Consigne écrite - Recopiez à l'identique, et uniquement, les lignes des enregistrements ci-dessous qui vont de celle contenant « -- select a point on the hanging » jusqu'à celle contenant « [(191, 157)] », ces deux lignes incluses.

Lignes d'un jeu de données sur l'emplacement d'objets

+ + + + +

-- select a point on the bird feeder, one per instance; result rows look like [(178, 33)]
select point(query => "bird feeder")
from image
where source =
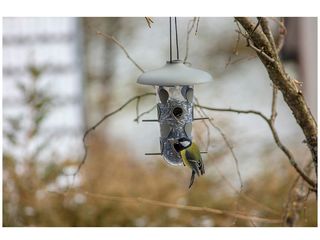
[(174, 84)]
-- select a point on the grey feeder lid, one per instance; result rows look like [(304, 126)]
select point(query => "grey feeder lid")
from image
[(173, 74)]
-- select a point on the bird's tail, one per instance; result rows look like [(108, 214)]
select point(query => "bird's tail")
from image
[(192, 178)]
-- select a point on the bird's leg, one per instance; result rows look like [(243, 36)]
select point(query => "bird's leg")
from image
[(192, 178)]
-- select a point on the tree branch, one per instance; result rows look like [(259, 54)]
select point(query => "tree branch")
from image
[(283, 82), (274, 134)]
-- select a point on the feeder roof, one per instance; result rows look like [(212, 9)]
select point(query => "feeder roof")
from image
[(174, 73)]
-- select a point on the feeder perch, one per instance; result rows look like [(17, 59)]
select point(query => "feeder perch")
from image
[(174, 90)]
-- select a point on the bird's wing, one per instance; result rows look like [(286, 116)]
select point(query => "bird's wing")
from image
[(193, 163), (194, 157)]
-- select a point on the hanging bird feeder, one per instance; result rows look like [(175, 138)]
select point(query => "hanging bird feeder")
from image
[(174, 84)]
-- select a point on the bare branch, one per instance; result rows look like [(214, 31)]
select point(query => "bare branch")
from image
[(281, 79), (275, 136), (238, 215), (267, 31), (274, 104), (149, 21), (259, 51), (112, 38), (282, 33), (226, 141), (197, 27)]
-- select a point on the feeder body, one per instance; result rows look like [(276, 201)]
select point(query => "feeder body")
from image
[(175, 115)]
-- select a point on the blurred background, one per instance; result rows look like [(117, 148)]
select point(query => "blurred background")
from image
[(60, 78)]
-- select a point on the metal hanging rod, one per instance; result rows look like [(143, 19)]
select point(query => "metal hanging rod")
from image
[(159, 154)]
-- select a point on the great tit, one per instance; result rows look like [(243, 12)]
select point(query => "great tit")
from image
[(191, 157)]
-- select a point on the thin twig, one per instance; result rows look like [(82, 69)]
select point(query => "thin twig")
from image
[(249, 43), (149, 21), (238, 215), (259, 51), (190, 27), (267, 31), (275, 136), (274, 104), (197, 27), (112, 38), (234, 50), (227, 143)]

+ + + + +

Réponse complète -
-- select a point on the hanging bird feeder, one per instance; result rows look like [(175, 138)]
select point(query => "hanging bird feeder")
from image
[(174, 84)]
-- select a point on the bare branch, one per instance; result rows look like [(214, 31)]
select point(query => "bare branch")
from image
[(281, 79), (275, 136), (238, 215), (267, 31), (274, 104), (149, 21), (259, 51), (112, 38), (282, 33), (226, 141), (197, 27)]
-- select a point on the feeder body, one per instance; result rows look like [(276, 201)]
select point(query => "feeder body")
from image
[(175, 115)]
-- select a point on the blurred background, one per instance; result rows look like [(117, 148)]
select point(query => "blurred background")
from image
[(60, 78)]
-- select a point on the metal hanging rod, one per instance; result rows look like [(143, 19)]
select point(query => "metal hanging rod")
from image
[(159, 154)]
-- select a point on the great tit, one per instance; result rows look like [(243, 12)]
select point(query => "great tit")
from image
[(191, 157)]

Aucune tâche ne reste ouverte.